STATED TASK -
Repeat exactly the lines that run from the one containing "Where can the paving" to the end of the data, and leave out all others.

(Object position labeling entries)
::::::

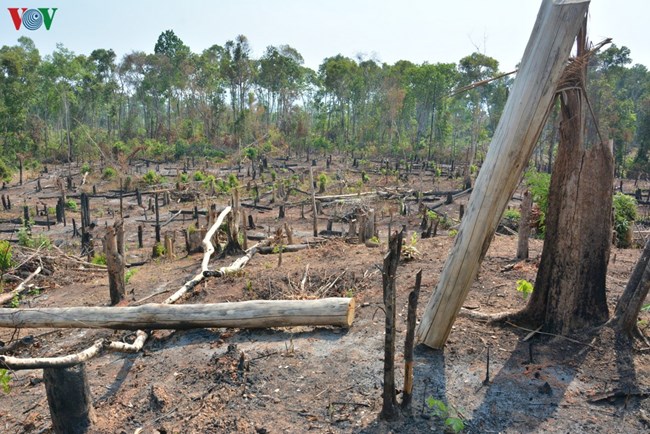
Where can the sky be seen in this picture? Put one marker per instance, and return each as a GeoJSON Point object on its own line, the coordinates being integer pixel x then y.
{"type": "Point", "coordinates": [416, 30]}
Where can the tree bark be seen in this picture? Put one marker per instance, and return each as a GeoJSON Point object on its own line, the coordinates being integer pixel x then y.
{"type": "Point", "coordinates": [570, 292]}
{"type": "Point", "coordinates": [245, 314]}
{"type": "Point", "coordinates": [69, 399]}
{"type": "Point", "coordinates": [115, 261]}
{"type": "Point", "coordinates": [512, 145]}
{"type": "Point", "coordinates": [630, 304]}
{"type": "Point", "coordinates": [391, 261]}
{"type": "Point", "coordinates": [407, 396]}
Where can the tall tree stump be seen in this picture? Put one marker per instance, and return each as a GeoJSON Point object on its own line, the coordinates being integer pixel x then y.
{"type": "Point", "coordinates": [570, 288]}
{"type": "Point", "coordinates": [513, 142]}
{"type": "Point", "coordinates": [69, 399]}
{"type": "Point", "coordinates": [115, 261]}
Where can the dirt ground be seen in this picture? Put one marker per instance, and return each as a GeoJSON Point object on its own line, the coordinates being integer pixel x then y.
{"type": "Point", "coordinates": [324, 379]}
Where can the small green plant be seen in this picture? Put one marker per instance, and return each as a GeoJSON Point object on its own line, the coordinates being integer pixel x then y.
{"type": "Point", "coordinates": [5, 379]}
{"type": "Point", "coordinates": [129, 274]}
{"type": "Point", "coordinates": [6, 261]}
{"type": "Point", "coordinates": [99, 259]}
{"type": "Point", "coordinates": [233, 182]}
{"type": "Point", "coordinates": [109, 173]}
{"type": "Point", "coordinates": [26, 239]}
{"type": "Point", "coordinates": [525, 287]}
{"type": "Point", "coordinates": [151, 177]}
{"type": "Point", "coordinates": [625, 212]}
{"type": "Point", "coordinates": [323, 180]}
{"type": "Point", "coordinates": [5, 171]}
{"type": "Point", "coordinates": [448, 415]}
{"type": "Point", "coordinates": [158, 250]}
{"type": "Point", "coordinates": [71, 205]}
{"type": "Point", "coordinates": [512, 215]}
{"type": "Point", "coordinates": [410, 250]}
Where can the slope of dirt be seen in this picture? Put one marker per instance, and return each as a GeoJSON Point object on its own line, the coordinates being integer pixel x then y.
{"type": "Point", "coordinates": [328, 379]}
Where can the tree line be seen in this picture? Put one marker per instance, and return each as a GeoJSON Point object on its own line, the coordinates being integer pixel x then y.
{"type": "Point", "coordinates": [173, 103]}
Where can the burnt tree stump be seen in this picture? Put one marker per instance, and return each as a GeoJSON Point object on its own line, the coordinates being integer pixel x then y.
{"type": "Point", "coordinates": [69, 399]}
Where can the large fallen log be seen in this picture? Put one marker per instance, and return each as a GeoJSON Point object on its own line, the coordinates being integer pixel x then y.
{"type": "Point", "coordinates": [244, 314]}
{"type": "Point", "coordinates": [514, 140]}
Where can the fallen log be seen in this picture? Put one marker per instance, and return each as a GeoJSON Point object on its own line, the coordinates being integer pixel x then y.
{"type": "Point", "coordinates": [290, 248]}
{"type": "Point", "coordinates": [245, 314]}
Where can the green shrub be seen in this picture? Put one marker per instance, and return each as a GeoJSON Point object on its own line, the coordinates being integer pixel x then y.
{"type": "Point", "coordinates": [625, 212]}
{"type": "Point", "coordinates": [158, 250]}
{"type": "Point", "coordinates": [323, 180]}
{"type": "Point", "coordinates": [71, 205]}
{"type": "Point", "coordinates": [5, 256]}
{"type": "Point", "coordinates": [26, 239]}
{"type": "Point", "coordinates": [5, 171]}
{"type": "Point", "coordinates": [447, 414]}
{"type": "Point", "coordinates": [233, 182]}
{"type": "Point", "coordinates": [99, 259]}
{"type": "Point", "coordinates": [525, 287]}
{"type": "Point", "coordinates": [129, 274]}
{"type": "Point", "coordinates": [109, 173]}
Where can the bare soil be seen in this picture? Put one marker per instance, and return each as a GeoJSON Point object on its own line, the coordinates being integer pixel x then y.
{"type": "Point", "coordinates": [325, 379]}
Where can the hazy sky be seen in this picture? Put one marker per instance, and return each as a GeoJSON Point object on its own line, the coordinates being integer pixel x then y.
{"type": "Point", "coordinates": [415, 30]}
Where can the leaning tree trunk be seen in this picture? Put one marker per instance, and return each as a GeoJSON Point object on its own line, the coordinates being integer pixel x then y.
{"type": "Point", "coordinates": [630, 304]}
{"type": "Point", "coordinates": [514, 140]}
{"type": "Point", "coordinates": [570, 286]}
{"type": "Point", "coordinates": [234, 246]}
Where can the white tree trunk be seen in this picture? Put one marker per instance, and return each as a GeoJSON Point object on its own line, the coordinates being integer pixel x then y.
{"type": "Point", "coordinates": [244, 314]}
{"type": "Point", "coordinates": [514, 140]}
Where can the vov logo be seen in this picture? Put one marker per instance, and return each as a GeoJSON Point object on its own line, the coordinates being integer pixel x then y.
{"type": "Point", "coordinates": [32, 19]}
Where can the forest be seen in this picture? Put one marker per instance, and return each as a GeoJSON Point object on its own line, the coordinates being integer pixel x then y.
{"type": "Point", "coordinates": [213, 242]}
{"type": "Point", "coordinates": [173, 103]}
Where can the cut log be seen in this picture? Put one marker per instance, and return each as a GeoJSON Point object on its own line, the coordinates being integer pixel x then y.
{"type": "Point", "coordinates": [245, 314]}
{"type": "Point", "coordinates": [521, 123]}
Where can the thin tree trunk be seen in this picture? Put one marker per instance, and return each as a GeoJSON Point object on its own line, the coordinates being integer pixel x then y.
{"type": "Point", "coordinates": [524, 226]}
{"type": "Point", "coordinates": [570, 288]}
{"type": "Point", "coordinates": [629, 305]}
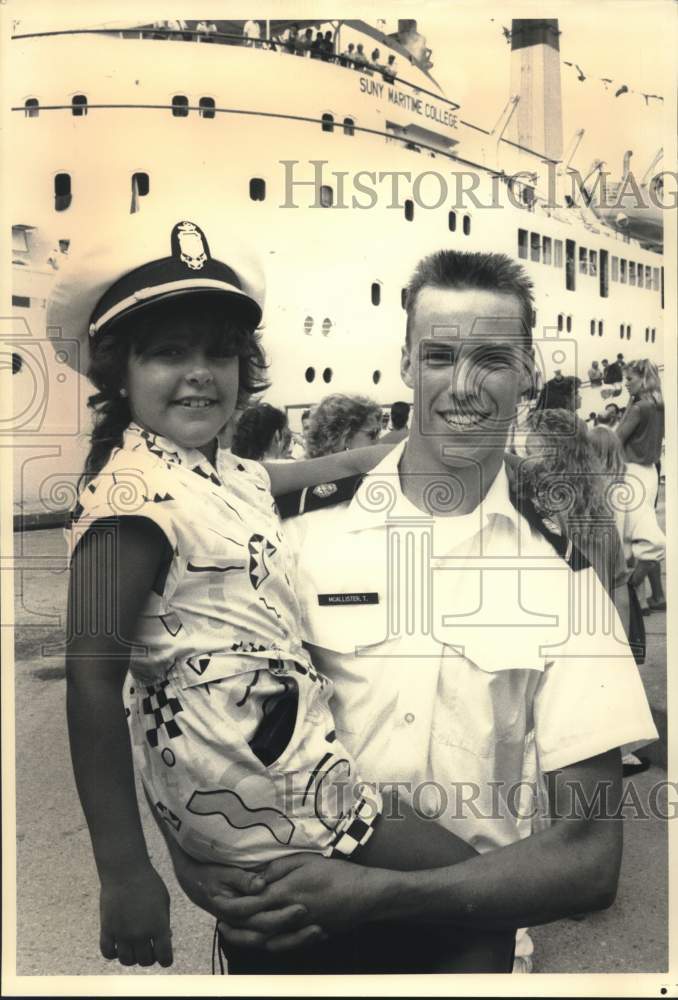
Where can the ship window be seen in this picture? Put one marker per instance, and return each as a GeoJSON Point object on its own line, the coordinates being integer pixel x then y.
{"type": "Point", "coordinates": [522, 243]}
{"type": "Point", "coordinates": [141, 184]}
{"type": "Point", "coordinates": [257, 188]}
{"type": "Point", "coordinates": [79, 105]}
{"type": "Point", "coordinates": [62, 192]}
{"type": "Point", "coordinates": [180, 106]}
{"type": "Point", "coordinates": [546, 249]}
{"type": "Point", "coordinates": [206, 107]}
{"type": "Point", "coordinates": [19, 241]}
{"type": "Point", "coordinates": [570, 275]}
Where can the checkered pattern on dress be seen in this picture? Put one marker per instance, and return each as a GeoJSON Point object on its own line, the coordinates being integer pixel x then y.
{"type": "Point", "coordinates": [355, 830]}
{"type": "Point", "coordinates": [163, 710]}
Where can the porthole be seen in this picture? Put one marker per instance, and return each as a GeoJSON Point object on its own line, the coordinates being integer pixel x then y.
{"type": "Point", "coordinates": [79, 106]}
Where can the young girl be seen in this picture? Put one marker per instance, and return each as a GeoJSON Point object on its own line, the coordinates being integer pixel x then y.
{"type": "Point", "coordinates": [179, 573]}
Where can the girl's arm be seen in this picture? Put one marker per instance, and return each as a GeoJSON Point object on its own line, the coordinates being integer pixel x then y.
{"type": "Point", "coordinates": [109, 584]}
{"type": "Point", "coordinates": [286, 477]}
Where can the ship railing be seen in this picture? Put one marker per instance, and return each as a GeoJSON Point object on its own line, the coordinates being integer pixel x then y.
{"type": "Point", "coordinates": [289, 46]}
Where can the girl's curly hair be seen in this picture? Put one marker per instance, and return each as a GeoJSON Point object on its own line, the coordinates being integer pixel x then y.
{"type": "Point", "coordinates": [110, 354]}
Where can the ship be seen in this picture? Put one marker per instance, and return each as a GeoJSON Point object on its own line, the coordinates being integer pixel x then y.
{"type": "Point", "coordinates": [342, 172]}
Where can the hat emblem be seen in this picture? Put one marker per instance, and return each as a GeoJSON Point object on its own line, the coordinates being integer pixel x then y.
{"type": "Point", "coordinates": [191, 244]}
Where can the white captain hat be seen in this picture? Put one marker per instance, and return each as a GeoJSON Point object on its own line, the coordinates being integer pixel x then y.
{"type": "Point", "coordinates": [141, 258]}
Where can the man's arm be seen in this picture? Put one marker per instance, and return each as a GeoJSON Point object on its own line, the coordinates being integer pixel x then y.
{"type": "Point", "coordinates": [570, 867]}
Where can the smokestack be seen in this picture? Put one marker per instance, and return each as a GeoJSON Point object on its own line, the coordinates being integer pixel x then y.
{"type": "Point", "coordinates": [535, 76]}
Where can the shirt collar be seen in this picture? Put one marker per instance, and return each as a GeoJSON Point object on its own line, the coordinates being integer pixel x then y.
{"type": "Point", "coordinates": [380, 499]}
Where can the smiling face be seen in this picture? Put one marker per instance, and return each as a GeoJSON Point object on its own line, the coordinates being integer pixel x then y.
{"type": "Point", "coordinates": [468, 364]}
{"type": "Point", "coordinates": [182, 382]}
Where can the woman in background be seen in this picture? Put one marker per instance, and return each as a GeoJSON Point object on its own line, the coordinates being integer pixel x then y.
{"type": "Point", "coordinates": [341, 423]}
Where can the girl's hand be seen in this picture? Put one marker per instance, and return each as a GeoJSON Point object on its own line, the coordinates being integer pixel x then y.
{"type": "Point", "coordinates": [135, 925]}
{"type": "Point", "coordinates": [306, 890]}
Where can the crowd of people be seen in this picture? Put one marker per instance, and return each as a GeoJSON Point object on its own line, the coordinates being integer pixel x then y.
{"type": "Point", "coordinates": [299, 783]}
{"type": "Point", "coordinates": [309, 43]}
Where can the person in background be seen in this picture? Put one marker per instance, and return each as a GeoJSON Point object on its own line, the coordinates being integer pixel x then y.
{"type": "Point", "coordinates": [595, 374]}
{"type": "Point", "coordinates": [360, 59]}
{"type": "Point", "coordinates": [390, 71]}
{"type": "Point", "coordinates": [252, 33]}
{"type": "Point", "coordinates": [400, 414]}
{"type": "Point", "coordinates": [643, 540]}
{"type": "Point", "coordinates": [327, 51]}
{"type": "Point", "coordinates": [641, 433]}
{"type": "Point", "coordinates": [562, 476]}
{"type": "Point", "coordinates": [262, 433]}
{"type": "Point", "coordinates": [298, 449]}
{"type": "Point", "coordinates": [614, 374]}
{"type": "Point", "coordinates": [341, 423]}
{"type": "Point", "coordinates": [348, 55]}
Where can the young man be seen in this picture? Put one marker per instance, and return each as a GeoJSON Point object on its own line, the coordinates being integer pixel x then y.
{"type": "Point", "coordinates": [462, 674]}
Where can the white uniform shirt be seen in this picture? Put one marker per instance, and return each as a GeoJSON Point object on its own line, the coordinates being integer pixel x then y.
{"type": "Point", "coordinates": [460, 654]}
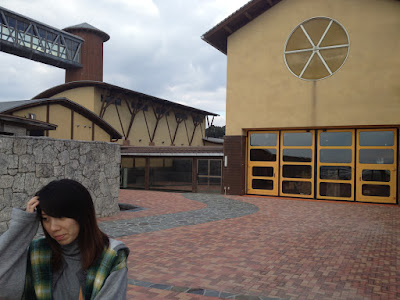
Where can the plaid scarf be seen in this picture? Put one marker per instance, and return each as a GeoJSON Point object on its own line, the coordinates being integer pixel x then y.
{"type": "Point", "coordinates": [39, 274]}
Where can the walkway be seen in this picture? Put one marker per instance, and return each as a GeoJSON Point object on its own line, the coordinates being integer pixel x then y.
{"type": "Point", "coordinates": [264, 248]}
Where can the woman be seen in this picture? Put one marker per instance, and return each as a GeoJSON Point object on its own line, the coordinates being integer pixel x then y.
{"type": "Point", "coordinates": [75, 260]}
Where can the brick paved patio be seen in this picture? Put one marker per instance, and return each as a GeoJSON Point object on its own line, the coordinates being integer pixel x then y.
{"type": "Point", "coordinates": [289, 249]}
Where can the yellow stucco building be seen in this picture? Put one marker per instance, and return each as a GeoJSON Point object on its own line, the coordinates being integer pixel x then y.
{"type": "Point", "coordinates": [313, 98]}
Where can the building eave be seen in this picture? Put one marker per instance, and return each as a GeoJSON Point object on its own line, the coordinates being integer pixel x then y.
{"type": "Point", "coordinates": [218, 35]}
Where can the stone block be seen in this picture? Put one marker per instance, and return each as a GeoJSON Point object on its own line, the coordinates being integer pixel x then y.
{"type": "Point", "coordinates": [44, 170]}
{"type": "Point", "coordinates": [19, 146]}
{"type": "Point", "coordinates": [6, 181]}
{"type": "Point", "coordinates": [26, 163]}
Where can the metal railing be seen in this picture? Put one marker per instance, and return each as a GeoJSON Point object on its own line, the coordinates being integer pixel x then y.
{"type": "Point", "coordinates": [28, 38]}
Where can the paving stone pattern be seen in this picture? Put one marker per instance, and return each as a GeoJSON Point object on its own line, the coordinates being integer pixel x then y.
{"type": "Point", "coordinates": [218, 208]}
{"type": "Point", "coordinates": [285, 249]}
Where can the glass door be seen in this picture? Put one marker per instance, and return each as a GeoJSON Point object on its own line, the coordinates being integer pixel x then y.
{"type": "Point", "coordinates": [262, 168]}
{"type": "Point", "coordinates": [376, 165]}
{"type": "Point", "coordinates": [335, 167]}
{"type": "Point", "coordinates": [297, 163]}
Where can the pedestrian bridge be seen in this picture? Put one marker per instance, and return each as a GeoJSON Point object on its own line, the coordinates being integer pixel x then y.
{"type": "Point", "coordinates": [24, 37]}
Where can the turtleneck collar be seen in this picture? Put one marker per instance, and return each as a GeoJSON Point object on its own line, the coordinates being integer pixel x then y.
{"type": "Point", "coordinates": [71, 249]}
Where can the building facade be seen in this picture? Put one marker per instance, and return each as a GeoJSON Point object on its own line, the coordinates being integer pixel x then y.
{"type": "Point", "coordinates": [313, 99]}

::::::

IN RESPONSE -
Where can the paving stone pattern be seen in this picture? Put one marker per instance, and return each as a GeoJSON Point object on its own line, the coordinates being integer pixel x then y.
{"type": "Point", "coordinates": [218, 208]}
{"type": "Point", "coordinates": [285, 249]}
Where can the glass door be seen in this picture? Put one marker per instance, and return each as a GeoJSON Point object on its own line, the coordinates being integer pixel x then y.
{"type": "Point", "coordinates": [262, 168]}
{"type": "Point", "coordinates": [376, 165]}
{"type": "Point", "coordinates": [335, 167]}
{"type": "Point", "coordinates": [297, 163]}
Where can the pedestrian bridge be seen in this picture? Put one marker per instance, and return each as a GeoJSON Point object on its own line, the coordinates being integer pixel x then y.
{"type": "Point", "coordinates": [24, 37]}
Where can the turtleneck collar be seen in this picture? Put one marker per instance, and return each as a GeoJSON Point object on its own line, the coordinates being integer pixel x then y.
{"type": "Point", "coordinates": [71, 249]}
Where can the building facade be seen in this picture? Put one marker per instance, and return each as a GeoJSON Point object on its own line, the coordinates being integer pixel x then y.
{"type": "Point", "coordinates": [313, 99]}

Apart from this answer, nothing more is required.